Task details → Find the line containing "Please put a marker on the gray" in the data below, then output that line and each one after it exactly, with nothing else.

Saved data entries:

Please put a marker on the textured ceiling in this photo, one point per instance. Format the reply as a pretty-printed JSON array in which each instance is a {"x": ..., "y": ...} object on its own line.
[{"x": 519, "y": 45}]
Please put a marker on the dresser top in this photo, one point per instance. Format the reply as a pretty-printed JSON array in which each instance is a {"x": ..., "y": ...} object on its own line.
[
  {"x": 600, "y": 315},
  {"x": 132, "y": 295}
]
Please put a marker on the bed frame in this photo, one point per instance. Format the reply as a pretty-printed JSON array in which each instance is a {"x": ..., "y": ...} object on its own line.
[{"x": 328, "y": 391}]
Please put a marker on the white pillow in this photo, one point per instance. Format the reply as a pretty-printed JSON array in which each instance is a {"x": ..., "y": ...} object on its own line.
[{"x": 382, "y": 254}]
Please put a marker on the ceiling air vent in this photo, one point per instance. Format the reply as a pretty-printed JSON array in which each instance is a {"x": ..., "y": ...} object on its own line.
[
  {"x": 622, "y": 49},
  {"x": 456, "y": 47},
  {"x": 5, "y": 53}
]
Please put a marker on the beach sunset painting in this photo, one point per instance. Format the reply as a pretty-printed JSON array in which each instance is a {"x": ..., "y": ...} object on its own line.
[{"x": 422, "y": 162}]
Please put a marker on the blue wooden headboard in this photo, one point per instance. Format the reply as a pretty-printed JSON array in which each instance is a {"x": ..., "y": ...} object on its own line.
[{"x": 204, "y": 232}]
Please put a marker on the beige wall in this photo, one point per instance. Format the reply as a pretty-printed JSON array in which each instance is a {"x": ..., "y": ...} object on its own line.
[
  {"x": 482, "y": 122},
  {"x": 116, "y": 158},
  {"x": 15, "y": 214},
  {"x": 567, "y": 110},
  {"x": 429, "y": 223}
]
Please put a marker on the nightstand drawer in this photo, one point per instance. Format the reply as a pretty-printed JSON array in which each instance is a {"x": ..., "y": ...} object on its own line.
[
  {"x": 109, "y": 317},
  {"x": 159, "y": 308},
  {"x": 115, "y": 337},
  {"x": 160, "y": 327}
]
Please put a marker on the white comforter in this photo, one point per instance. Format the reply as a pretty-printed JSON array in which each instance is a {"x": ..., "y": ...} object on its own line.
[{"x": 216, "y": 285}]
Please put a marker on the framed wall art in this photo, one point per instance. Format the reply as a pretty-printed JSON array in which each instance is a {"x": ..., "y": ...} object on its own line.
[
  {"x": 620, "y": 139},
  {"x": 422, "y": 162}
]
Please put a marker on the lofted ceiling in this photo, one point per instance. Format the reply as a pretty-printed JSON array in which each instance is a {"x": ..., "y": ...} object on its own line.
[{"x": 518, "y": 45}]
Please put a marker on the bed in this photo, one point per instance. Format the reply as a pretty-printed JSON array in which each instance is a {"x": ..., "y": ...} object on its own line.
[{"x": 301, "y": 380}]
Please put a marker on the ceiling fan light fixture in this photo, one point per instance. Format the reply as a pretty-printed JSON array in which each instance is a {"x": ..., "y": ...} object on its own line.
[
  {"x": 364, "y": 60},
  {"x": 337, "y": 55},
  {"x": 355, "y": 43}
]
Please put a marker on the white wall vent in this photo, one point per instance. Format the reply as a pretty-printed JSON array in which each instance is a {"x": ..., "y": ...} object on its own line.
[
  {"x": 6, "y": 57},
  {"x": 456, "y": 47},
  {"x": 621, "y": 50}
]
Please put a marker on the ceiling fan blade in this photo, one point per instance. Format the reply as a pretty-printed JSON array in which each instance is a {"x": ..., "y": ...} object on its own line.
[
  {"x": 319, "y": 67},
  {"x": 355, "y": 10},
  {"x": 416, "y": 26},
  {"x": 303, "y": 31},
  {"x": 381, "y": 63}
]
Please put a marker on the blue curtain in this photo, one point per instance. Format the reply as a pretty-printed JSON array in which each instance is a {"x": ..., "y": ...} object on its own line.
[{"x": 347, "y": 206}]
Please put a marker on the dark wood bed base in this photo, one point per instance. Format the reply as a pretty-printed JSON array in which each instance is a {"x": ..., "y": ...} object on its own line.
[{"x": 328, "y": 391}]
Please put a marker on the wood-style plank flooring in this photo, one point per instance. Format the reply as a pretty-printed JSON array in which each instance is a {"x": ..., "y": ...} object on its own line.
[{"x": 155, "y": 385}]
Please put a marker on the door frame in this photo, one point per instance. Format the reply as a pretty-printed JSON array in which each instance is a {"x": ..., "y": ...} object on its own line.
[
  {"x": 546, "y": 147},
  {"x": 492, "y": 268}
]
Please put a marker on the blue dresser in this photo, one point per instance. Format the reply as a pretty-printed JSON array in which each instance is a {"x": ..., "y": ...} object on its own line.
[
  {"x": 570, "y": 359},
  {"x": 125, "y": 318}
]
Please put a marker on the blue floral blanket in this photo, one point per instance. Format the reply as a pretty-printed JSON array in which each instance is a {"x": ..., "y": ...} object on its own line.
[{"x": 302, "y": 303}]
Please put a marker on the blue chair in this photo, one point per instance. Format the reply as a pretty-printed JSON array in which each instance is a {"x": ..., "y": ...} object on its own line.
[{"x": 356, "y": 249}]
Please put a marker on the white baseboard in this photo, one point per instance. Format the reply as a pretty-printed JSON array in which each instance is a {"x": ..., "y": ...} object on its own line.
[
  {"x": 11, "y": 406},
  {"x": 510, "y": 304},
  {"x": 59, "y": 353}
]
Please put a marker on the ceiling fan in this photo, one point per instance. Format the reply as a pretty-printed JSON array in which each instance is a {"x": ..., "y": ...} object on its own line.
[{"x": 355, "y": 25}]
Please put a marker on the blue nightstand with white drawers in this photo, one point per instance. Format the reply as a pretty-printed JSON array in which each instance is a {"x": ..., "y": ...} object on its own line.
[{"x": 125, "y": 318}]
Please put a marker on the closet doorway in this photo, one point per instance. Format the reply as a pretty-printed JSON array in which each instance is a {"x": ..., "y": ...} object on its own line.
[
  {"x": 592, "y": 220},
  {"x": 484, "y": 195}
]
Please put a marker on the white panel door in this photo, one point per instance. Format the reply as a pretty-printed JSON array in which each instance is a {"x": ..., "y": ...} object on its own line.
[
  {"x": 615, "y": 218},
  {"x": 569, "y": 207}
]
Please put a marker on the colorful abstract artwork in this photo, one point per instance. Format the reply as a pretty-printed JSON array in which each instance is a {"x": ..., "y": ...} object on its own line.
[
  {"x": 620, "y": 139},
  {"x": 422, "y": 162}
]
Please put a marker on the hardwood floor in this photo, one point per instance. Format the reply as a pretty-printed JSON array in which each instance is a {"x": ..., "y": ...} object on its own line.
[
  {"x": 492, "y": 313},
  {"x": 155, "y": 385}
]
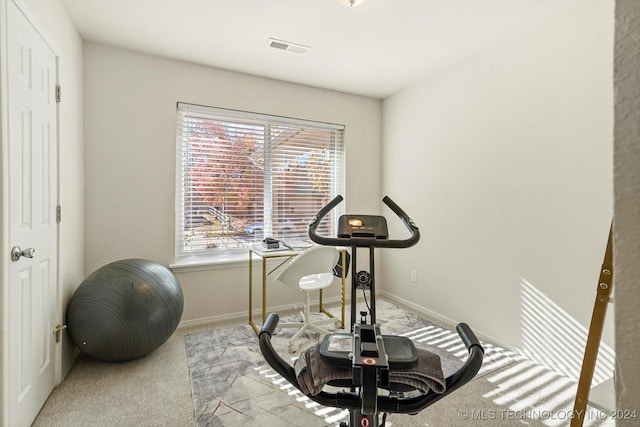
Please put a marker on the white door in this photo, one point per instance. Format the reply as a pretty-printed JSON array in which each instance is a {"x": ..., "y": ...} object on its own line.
[{"x": 32, "y": 175}]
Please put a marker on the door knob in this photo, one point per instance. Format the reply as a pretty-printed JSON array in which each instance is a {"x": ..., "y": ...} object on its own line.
[{"x": 16, "y": 253}]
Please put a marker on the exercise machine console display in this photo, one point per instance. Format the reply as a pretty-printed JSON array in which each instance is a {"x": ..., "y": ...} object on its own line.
[{"x": 370, "y": 358}]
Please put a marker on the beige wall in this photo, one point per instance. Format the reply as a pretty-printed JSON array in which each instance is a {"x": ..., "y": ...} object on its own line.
[
  {"x": 504, "y": 162},
  {"x": 130, "y": 109},
  {"x": 627, "y": 206}
]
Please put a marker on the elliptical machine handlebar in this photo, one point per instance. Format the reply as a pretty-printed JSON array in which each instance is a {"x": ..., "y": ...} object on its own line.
[
  {"x": 364, "y": 241},
  {"x": 384, "y": 403}
]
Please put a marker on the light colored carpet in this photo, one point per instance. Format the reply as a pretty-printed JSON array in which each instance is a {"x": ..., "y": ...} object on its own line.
[{"x": 156, "y": 391}]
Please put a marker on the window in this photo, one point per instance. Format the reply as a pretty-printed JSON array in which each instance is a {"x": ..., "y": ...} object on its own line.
[{"x": 243, "y": 176}]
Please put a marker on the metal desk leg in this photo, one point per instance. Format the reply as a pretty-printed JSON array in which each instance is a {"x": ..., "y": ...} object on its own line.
[{"x": 251, "y": 322}]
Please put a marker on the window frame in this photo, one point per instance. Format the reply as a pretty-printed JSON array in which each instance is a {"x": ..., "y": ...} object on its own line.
[{"x": 212, "y": 257}]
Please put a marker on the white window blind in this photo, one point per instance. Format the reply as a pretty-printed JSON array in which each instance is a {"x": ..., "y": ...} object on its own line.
[{"x": 244, "y": 176}]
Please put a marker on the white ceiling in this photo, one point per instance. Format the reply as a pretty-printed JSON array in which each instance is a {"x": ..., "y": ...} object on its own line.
[{"x": 374, "y": 49}]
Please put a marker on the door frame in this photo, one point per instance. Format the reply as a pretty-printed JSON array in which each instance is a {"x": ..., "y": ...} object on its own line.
[{"x": 5, "y": 250}]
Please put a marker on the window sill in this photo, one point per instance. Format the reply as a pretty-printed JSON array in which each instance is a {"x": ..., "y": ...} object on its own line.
[{"x": 229, "y": 260}]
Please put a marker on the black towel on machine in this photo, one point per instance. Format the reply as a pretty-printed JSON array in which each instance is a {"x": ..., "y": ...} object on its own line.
[{"x": 314, "y": 373}]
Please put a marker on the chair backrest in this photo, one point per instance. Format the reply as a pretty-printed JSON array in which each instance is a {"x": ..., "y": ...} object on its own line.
[{"x": 314, "y": 260}]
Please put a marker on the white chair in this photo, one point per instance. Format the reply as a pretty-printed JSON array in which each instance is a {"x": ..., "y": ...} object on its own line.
[{"x": 311, "y": 270}]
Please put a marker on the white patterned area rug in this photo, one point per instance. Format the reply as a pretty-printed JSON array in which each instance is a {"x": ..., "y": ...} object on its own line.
[{"x": 232, "y": 385}]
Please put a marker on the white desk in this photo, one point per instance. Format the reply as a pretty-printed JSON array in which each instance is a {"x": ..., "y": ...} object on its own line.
[{"x": 283, "y": 256}]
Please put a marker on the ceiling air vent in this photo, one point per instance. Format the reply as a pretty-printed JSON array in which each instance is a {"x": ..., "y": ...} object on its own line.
[{"x": 288, "y": 46}]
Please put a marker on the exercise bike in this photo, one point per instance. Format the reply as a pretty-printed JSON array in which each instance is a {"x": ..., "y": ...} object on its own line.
[{"x": 370, "y": 360}]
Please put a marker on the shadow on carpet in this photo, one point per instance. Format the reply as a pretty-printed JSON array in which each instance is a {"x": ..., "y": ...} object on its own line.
[{"x": 232, "y": 384}]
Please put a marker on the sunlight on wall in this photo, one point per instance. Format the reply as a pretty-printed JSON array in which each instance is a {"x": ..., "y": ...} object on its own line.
[{"x": 555, "y": 339}]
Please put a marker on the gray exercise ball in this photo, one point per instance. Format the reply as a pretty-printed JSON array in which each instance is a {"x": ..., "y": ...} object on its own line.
[{"x": 125, "y": 310}]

Response to this exercise →
Please put a marker on the gray exercise ball in this photo, one point per instance. Format the reply as a pretty-printed JSON array in which each instance is a {"x": ..., "y": ...} object on its own line.
[{"x": 125, "y": 310}]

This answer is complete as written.